| Exercise prompt |
Count every line below containing "blue"; state the number only.

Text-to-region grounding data
________________________

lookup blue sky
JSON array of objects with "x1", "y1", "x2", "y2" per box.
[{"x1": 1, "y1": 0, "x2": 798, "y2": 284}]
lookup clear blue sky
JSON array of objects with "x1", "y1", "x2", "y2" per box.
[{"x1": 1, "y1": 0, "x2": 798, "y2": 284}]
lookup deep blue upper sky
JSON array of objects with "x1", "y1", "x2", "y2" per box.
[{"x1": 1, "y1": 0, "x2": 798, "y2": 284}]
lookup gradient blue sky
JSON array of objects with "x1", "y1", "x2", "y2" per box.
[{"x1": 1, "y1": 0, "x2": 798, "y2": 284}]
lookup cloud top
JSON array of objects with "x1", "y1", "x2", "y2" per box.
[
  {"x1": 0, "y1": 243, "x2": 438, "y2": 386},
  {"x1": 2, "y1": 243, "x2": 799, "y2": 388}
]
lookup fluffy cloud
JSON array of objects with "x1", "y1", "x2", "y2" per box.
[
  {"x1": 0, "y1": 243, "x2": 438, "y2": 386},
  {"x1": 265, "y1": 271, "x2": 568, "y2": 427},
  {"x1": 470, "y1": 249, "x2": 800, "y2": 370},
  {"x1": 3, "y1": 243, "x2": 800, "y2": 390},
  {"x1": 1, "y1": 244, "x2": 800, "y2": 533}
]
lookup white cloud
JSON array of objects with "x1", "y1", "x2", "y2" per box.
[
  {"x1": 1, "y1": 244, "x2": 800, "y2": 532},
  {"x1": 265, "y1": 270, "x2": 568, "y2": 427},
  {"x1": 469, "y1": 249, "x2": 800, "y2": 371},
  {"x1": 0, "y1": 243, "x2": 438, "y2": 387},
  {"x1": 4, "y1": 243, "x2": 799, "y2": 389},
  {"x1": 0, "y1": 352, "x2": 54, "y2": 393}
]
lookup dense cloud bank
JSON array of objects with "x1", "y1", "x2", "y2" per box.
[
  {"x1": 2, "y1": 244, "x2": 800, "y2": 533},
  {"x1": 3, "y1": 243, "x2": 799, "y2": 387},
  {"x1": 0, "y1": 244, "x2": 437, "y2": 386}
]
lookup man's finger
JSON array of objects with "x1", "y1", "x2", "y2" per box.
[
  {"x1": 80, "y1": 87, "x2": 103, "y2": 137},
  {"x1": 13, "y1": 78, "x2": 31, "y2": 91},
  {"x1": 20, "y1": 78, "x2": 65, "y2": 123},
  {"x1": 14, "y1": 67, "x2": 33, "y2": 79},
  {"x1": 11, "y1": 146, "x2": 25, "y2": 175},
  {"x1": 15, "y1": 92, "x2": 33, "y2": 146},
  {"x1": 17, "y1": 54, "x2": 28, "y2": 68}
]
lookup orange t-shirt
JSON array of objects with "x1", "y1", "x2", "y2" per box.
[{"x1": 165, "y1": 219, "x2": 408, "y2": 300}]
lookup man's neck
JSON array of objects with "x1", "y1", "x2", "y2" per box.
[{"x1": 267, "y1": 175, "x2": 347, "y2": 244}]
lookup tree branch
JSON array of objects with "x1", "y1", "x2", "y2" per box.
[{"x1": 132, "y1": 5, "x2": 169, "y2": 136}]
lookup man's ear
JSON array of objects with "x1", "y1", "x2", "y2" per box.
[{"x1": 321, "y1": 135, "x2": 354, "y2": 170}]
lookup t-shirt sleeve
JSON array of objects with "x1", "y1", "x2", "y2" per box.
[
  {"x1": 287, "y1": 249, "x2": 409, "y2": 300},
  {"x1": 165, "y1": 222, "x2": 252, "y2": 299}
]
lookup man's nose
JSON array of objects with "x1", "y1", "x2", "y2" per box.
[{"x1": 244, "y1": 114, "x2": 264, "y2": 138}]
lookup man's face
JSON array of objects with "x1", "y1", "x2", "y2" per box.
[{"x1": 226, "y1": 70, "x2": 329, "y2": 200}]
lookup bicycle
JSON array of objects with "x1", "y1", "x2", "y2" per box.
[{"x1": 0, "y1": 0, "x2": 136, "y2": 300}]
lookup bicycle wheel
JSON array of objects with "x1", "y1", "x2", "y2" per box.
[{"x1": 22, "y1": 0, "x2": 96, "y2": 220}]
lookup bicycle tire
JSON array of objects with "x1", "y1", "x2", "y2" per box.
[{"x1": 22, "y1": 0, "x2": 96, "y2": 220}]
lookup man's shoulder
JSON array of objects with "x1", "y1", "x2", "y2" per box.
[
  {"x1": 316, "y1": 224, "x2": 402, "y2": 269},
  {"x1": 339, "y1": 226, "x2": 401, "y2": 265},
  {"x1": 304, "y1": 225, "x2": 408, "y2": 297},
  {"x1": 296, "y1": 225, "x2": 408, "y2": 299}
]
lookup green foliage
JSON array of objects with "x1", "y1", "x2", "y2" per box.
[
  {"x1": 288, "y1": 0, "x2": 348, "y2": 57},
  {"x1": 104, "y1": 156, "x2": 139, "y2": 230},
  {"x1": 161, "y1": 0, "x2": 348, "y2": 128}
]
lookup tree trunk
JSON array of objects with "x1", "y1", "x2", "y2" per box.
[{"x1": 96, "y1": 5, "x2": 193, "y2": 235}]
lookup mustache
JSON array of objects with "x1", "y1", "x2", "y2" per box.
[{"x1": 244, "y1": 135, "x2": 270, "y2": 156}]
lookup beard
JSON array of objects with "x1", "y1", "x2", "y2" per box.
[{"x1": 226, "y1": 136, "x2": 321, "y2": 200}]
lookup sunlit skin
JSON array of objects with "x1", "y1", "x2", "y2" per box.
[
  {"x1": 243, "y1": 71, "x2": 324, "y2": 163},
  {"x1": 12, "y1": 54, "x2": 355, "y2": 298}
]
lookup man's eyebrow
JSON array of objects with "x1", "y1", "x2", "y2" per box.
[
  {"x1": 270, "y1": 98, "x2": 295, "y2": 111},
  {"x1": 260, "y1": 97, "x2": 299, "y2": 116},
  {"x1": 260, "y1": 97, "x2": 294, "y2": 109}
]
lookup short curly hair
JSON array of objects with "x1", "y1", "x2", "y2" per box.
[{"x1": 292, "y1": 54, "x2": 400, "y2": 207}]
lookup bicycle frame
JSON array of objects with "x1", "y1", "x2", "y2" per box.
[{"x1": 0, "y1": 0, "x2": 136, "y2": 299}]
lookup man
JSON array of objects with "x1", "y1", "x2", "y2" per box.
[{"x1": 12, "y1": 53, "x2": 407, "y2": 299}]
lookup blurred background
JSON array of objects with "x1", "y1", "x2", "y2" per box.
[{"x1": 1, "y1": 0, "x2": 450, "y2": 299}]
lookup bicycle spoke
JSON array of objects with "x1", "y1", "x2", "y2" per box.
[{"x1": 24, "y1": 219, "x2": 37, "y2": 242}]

________________________

| Answer box |
4